Position identification records
★ ★ ★ ★
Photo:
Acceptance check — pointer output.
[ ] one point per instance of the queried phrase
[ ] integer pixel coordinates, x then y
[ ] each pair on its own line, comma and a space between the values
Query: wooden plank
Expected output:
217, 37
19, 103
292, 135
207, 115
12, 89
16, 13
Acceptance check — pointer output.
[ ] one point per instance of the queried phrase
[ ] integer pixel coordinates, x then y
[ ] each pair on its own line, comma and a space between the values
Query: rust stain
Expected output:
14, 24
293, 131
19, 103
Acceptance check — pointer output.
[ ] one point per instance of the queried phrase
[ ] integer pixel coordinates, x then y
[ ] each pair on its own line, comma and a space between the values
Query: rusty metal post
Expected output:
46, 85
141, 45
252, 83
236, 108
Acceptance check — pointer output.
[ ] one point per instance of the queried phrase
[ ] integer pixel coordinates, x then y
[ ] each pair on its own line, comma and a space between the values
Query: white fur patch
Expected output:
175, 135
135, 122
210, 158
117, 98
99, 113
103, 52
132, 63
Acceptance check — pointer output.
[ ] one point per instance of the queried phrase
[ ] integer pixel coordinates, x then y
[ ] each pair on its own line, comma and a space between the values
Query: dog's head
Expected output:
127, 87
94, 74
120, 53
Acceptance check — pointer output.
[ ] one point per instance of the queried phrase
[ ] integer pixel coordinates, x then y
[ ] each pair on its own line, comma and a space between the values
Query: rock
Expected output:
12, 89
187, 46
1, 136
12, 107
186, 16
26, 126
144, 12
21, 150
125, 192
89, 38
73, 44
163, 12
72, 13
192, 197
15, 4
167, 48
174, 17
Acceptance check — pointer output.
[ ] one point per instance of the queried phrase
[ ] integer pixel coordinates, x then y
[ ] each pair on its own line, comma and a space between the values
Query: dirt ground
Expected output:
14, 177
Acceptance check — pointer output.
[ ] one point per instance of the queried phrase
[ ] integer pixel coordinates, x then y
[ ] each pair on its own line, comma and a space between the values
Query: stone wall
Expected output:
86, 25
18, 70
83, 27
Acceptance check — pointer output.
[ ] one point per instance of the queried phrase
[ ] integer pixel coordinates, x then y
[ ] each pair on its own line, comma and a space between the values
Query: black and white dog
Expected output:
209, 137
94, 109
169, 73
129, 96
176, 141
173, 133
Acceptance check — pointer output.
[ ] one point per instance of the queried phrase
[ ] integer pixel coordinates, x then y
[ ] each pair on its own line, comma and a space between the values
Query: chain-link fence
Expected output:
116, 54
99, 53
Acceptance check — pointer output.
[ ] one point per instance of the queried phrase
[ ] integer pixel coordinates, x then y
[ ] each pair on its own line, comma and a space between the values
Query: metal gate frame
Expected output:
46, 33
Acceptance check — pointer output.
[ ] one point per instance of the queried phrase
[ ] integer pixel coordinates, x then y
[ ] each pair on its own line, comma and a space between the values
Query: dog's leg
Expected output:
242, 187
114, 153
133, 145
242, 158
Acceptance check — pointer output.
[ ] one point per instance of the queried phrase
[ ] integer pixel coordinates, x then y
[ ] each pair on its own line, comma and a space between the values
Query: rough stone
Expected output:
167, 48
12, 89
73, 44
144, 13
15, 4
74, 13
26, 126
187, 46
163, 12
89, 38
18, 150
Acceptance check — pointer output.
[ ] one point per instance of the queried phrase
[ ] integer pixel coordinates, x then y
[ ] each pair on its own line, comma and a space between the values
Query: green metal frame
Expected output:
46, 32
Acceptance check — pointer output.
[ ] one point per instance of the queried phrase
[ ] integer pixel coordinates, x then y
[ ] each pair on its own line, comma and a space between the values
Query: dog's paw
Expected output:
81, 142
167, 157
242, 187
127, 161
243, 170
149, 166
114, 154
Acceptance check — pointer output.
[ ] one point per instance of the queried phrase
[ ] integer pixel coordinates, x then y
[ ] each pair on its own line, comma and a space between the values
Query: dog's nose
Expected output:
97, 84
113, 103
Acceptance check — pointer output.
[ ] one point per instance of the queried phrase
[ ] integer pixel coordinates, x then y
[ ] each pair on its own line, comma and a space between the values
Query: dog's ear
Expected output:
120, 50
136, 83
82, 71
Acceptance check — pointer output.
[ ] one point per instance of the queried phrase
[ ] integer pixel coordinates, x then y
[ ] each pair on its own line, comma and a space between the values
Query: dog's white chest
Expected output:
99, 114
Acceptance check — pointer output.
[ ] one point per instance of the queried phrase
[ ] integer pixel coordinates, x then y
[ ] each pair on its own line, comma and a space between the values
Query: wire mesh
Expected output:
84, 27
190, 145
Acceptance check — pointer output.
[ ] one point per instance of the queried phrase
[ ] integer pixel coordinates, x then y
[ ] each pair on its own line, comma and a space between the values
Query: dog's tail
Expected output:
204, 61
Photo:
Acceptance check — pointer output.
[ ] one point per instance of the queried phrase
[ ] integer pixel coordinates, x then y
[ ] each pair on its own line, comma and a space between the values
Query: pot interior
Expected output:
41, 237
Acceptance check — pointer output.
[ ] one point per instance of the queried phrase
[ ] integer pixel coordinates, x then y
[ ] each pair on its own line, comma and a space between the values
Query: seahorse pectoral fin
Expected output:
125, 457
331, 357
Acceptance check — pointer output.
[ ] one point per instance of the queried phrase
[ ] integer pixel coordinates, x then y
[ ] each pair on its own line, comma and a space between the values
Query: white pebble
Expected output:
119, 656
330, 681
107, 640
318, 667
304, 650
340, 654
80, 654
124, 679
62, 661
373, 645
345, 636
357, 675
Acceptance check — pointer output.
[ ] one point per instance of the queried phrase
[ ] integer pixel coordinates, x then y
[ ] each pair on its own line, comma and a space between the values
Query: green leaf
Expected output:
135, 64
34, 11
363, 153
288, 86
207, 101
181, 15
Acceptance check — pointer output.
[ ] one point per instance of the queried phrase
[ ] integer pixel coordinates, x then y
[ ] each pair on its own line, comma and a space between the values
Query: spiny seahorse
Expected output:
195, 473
★ ★ ★ ★
> [Challenge]:
Return all of the data word for word.

> [Exercise answer]:
Photo:
Acceptance check — pointer output.
[ ] one point per instance of the queried phrase
[ ] integer pixel coordinates, x then y
[ ] each pair on its own line, comma and a space between the values
Query: wooden plank
Expected output:
217, 37
19, 103
292, 135
207, 115
12, 89
16, 13
Acceptance check — pointer output.
[ ] one point per instance of the queried phrase
[ ] integer pixel coordinates, x then y
[ ] each pair on its own line, comma and a space between the values
Query: rust stain
Expected output:
14, 24
293, 131
19, 103
Acceptance check — pointer output.
[ ] one point per instance of the queried phrase
[ ] integer pixel coordinates, x then y
[ ] each pair on its own line, comma and a space between the values
Query: rusty metal post
Expected output:
46, 85
141, 45
252, 83
236, 108
Acceptance check — pointer output.
[ ] one point per instance of the queried phrase
[ ] integer pixel coordinates, x then y
[ ] each pair on its own line, comma and a space between the values
Query: white fur patch
Expected output:
175, 135
135, 122
210, 158
117, 98
99, 113
103, 52
132, 63
Acceptance check — pointer output.
[ ] one point per instance of the queried phrase
[ ] integer pixel coordinates, x then y
[ ] each pair on its own line, comma and a space between the values
Query: dog's head
Expected output:
127, 87
94, 74
120, 53
Acceptance check — pointer output.
[ ] one point per instance of the queried phrase
[ ] integer pixel coordinates, x then y
[ ] each pair on its own line, comma and a space between the values
Query: rock
Expected output:
12, 89
187, 46
1, 136
12, 107
186, 16
26, 126
144, 12
21, 150
125, 192
89, 38
73, 44
163, 12
72, 13
192, 197
15, 4
167, 48
174, 17
Acceptance check — pointer output.
[ ] one point per instance of the queried phrase
[ ] integer pixel coordinates, x then y
[ ] each pair on its own line, comma and a space between the values
Query: dirt ground
Expected output:
14, 177
Acceptance check — pointer output.
[ ] one point per instance of the queried phrase
[ ] integer pixel coordinates, x then y
[ ] each pair on its own line, comma and a space between the values
Query: stone wall
Expected output:
86, 25
18, 70
83, 27
Acceptance check — pointer output.
[ ] one point per instance of the queried phrase
[ ] integer pixel coordinates, x then y
[ ] each pair on its own line, comma and a space between the values
Query: black and white dog
Expected output:
209, 137
94, 109
169, 73
129, 96
176, 141
173, 133
Acceptance check — pointer output.
[ ] one point per instance of the queried phrase
[ ] integer pixel coordinates, x then y
[ ] each pair on its own line, comma and a space between the values
Query: chain-link fence
Expected output:
116, 54
99, 53
Acceptance check — pointer output.
[ ] one point per instance of the queried phrase
[ ] integer pixel coordinates, x then y
[ ] each pair on its own line, comma and a space between the values
Query: metal gate frame
Expected output:
46, 33
Acceptance check — pointer output.
[ ] one point per instance of the queried phrase
[ ] integer pixel coordinates, x then y
[ ] each pair on its own line, comma and a space between the values
Query: dog's leg
Expected output:
242, 187
114, 153
133, 145
242, 158
Acceptance check — pointer output.
[ ] one point per instance of the queried phrase
[ ] integer pixel coordinates, x then y
[ ] each pair on its own line, comma and a space between the values
Query: rough stone
Expected output:
167, 48
12, 89
73, 44
144, 13
15, 4
74, 13
26, 126
187, 46
163, 12
89, 38
18, 150
Acceptance check — pointer output.
[ ] one point per instance of the queried phrase
[ ] integer pixel coordinates, x then y
[ ] each pair on its own line, comma and a space between the values
Query: green metal frame
Expected output:
46, 32
Acceptance check — pointer output.
[ ] one point per instance of the queried phrase
[ ] integer pixel coordinates, x then y
[ ] each pair on its own line, comma and a space between the values
Query: dog's paw
Expected output:
81, 142
167, 157
242, 187
127, 161
243, 170
149, 166
114, 154
Acceptance check — pointer output.
[ ] one point per instance of the queried phrase
[ ] integer pixel coordinates, x then y
[ ] each pair on its own line, comma and a space between the values
Query: dog's nose
Expected output:
97, 84
113, 103
Acceptance check — pointer output.
[ ] one point per instance of the queried phrase
[ ] integer pixel coordinates, x then y
[ ] each pair on its own line, comma and a space between the values
Query: dog's ear
Expected output:
120, 50
136, 83
82, 71
Acceptance check — pointer output.
[ ] one point per instance of the queried phrase
[ ] integer pixel coordinates, x then y
[ ] each pair on its own line, comma and a space between the values
Query: dog's white chest
Expected output:
99, 114
Acceptance check — pointer output.
[ ] one point per instance of the queried phrase
[ ] integer pixel coordinates, x then y
[ ] each pair on its own line, comma and a space between the values
Query: wire mesh
Expected output:
84, 27
190, 145
Acceptance check — pointer output.
[ ] one point per instance of the queried phrase
[ ] integer pixel coordinates, x then y
[ ] each pair on its own line, comma and a space between the values
Query: dog's tail
Expected output:
204, 61
Photo:
Acceptance check — pointer output.
[ ] one point per instance of the queried phrase
[ ] integer pixel coordinates, x then y
[ ] each pair on its own line, comma and a space between the values
Query: pot interior
Expected output:
41, 237
Acceptance check — pointer output.
[ ] one point per instance of the queried phrase
[ ] integer pixel coordinates, x then y
[ ] each pair on its own line, comma and a space between the values
Query: seahorse pectoral fin
Expected output:
125, 457
331, 357
Acceptance check — pointer output.
[ ] one point per instance of the queried phrase
[ ] integer pixel coordinates, x then y
[ ] each pair on its own line, comma and a space between the values
Query: white pebble
Expected output:
119, 656
330, 681
107, 640
318, 667
304, 650
340, 654
80, 654
124, 679
62, 661
373, 645
345, 636
357, 675
Acceptance check — pointer output.
[ ] one point per instance of the queried phrase
[ ] integer pixel coordinates, x then y
[ ] each pair on its own line, comma and a space between the values
Query: green leaf
Expected output:
135, 64
34, 11
363, 153
288, 86
207, 101
181, 15
Acceptance check — pointer output.
[ ] one point per instance of the queried phrase
[ ] integer pixel coordinates, x then y
[ ] each pair on its own line, comma and a space between the values
Query: spiny seahorse
Expected output:
195, 473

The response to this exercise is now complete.